**Required work:**
Could the lines from the one with "Could you point to the distant" through the end of the listing be restated exactly, with nothing else included?

:: Data shown

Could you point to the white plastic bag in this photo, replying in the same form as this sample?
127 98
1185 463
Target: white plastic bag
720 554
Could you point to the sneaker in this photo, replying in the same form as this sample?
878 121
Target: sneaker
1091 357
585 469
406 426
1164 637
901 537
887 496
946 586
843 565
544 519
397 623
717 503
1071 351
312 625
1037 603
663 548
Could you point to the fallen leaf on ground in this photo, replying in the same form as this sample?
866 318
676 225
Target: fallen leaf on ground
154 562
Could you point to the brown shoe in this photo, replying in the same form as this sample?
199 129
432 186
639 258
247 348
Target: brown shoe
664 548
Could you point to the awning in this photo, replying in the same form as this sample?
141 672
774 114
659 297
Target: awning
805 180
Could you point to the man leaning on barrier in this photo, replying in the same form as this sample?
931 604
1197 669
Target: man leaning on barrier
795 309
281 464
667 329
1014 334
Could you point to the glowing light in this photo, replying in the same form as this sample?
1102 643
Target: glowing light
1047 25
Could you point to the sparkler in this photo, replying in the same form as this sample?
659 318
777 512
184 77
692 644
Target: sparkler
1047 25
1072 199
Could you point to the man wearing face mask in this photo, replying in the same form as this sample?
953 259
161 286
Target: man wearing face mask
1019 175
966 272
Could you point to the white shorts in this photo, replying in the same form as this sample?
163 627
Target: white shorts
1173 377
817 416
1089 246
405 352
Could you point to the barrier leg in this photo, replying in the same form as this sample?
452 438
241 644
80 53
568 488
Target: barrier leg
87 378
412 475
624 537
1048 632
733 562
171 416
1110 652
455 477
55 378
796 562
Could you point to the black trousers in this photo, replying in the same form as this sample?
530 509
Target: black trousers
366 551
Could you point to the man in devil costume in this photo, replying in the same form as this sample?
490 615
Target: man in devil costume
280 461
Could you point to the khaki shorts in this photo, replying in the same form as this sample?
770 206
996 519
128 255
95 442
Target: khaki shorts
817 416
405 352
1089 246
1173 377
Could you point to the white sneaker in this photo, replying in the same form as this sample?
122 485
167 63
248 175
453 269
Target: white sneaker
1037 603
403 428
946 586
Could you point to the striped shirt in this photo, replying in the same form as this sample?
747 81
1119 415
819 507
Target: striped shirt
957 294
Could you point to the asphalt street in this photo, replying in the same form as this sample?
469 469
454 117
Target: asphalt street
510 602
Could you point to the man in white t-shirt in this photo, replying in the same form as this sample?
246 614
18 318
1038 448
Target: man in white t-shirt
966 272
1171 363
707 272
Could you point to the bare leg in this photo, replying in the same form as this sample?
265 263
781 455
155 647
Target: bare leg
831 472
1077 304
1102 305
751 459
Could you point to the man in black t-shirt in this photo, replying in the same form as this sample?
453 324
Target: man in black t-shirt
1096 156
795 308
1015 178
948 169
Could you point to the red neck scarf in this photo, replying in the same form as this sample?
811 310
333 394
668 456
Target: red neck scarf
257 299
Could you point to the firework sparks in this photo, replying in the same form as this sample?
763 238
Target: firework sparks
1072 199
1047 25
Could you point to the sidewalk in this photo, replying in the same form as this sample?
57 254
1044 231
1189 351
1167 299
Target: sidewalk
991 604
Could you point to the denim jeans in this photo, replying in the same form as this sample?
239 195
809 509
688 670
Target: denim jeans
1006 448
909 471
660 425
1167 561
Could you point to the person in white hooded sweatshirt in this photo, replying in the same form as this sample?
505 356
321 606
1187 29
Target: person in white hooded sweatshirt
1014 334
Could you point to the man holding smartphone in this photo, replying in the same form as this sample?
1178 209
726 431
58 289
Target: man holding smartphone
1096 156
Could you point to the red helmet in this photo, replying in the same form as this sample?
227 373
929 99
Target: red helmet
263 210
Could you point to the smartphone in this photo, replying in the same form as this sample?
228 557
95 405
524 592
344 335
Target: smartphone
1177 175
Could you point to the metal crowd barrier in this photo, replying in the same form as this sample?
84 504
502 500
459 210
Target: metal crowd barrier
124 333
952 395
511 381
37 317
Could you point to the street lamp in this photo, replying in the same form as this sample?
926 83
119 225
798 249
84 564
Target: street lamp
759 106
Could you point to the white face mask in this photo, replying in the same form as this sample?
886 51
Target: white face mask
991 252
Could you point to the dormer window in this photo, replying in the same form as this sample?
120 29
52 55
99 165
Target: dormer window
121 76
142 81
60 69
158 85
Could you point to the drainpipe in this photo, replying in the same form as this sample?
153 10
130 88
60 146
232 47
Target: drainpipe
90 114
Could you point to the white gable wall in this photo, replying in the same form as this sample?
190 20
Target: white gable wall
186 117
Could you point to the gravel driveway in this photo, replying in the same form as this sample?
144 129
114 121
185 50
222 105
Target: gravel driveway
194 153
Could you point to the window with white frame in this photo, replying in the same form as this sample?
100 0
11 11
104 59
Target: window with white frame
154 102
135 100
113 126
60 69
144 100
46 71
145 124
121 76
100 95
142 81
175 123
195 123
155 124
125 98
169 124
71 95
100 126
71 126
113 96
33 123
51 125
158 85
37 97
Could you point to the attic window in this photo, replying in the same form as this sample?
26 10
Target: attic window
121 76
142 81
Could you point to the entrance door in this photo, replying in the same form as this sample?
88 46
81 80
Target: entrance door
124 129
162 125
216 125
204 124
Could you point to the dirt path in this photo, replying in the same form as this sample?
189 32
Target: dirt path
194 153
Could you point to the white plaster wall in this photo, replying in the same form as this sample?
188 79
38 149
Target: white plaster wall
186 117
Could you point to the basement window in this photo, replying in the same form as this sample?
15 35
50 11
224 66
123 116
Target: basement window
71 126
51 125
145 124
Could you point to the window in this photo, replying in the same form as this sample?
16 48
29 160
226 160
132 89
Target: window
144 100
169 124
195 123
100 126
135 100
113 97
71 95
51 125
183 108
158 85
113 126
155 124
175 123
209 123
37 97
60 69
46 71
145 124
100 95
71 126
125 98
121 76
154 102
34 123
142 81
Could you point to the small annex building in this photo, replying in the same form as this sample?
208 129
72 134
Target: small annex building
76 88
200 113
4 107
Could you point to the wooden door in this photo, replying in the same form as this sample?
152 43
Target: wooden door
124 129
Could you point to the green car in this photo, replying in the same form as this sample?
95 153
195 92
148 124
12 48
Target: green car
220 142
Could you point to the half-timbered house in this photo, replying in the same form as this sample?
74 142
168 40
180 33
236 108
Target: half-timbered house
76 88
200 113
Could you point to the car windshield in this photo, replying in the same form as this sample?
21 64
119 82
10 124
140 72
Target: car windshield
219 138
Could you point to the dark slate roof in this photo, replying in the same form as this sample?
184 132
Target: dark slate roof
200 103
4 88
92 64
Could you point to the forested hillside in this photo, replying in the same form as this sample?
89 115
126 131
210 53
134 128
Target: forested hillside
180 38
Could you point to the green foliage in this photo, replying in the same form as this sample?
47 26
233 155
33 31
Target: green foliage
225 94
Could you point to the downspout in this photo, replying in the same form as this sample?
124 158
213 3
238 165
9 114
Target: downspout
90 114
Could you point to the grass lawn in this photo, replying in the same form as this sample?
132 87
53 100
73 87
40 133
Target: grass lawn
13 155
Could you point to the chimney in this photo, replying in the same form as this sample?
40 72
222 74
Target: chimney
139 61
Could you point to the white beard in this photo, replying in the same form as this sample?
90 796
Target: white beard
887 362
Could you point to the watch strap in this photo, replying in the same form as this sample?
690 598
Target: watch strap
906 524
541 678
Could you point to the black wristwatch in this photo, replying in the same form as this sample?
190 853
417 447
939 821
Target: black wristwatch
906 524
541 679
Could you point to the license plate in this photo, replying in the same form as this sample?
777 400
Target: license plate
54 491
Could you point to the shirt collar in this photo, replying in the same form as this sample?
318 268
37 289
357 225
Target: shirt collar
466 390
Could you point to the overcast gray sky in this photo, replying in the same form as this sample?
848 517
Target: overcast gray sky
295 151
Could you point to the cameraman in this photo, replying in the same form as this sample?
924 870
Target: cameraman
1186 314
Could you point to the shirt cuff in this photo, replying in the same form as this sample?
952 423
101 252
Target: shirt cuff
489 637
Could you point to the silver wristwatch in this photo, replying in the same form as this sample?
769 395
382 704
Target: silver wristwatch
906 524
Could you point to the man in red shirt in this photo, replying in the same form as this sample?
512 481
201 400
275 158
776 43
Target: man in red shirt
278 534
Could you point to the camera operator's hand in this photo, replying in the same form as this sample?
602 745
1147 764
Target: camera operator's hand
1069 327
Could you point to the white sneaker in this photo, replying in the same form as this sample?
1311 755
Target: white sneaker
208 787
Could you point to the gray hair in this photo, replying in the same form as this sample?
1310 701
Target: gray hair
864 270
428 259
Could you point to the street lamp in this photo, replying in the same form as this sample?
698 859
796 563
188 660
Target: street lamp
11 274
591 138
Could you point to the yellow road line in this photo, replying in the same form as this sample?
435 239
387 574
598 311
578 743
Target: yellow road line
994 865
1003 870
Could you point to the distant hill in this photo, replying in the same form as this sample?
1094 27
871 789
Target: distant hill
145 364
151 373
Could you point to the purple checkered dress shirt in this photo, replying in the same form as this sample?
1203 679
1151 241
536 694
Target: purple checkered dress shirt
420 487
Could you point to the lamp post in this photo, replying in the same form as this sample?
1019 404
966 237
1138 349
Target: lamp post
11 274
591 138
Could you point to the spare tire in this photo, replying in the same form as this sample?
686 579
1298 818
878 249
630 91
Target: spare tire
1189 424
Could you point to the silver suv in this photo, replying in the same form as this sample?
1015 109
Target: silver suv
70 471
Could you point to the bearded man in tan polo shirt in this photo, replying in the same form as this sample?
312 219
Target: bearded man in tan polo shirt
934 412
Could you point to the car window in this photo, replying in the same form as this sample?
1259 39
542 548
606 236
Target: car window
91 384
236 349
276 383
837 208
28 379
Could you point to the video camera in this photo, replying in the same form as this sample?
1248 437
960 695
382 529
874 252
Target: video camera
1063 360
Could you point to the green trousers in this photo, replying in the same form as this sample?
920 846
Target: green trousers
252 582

::::

**Output:**
Could you point to the distant hill in this photo, replying in the same form as this sample?
1094 27
871 789
Target: distant hill
145 364
151 373
Could you point to the purple checkered dress shirt in this photo, replying in the same form as this sample?
1203 679
1151 241
536 694
Target: purple checkered dress shirt
420 487
Could you point to the lamp post in this photo, replying in the same form as this sample?
1019 404
966 237
1138 349
Target: lamp post
11 274
591 138
Could you point to the spare tire in this photo, replying in the same form as this sample?
686 579
1298 818
878 249
630 91
Target: spare tire
1189 424
Could you point to the silver suv in this photo, replying in the same form as this sample?
1015 109
Target: silver suv
70 471
Could you point to the bearded man in tan polo shirt in this photo, replying in the same form as this sample?
312 219
Target: bearded man in tan polo shirt
934 412
Could you point to the car window in this photo, replying in the same form as this sample?
1259 39
542 548
606 236
Target: car window
91 384
236 349
276 383
837 208
28 379
Could you point to the video camera in this photo, replying in the same form as this sample?
1248 437
960 695
382 529
874 252
Target: video camera
1063 360
Could you point to the green trousers in this photo, replying in the same form as this sample?
920 846
Target: green trousers
252 582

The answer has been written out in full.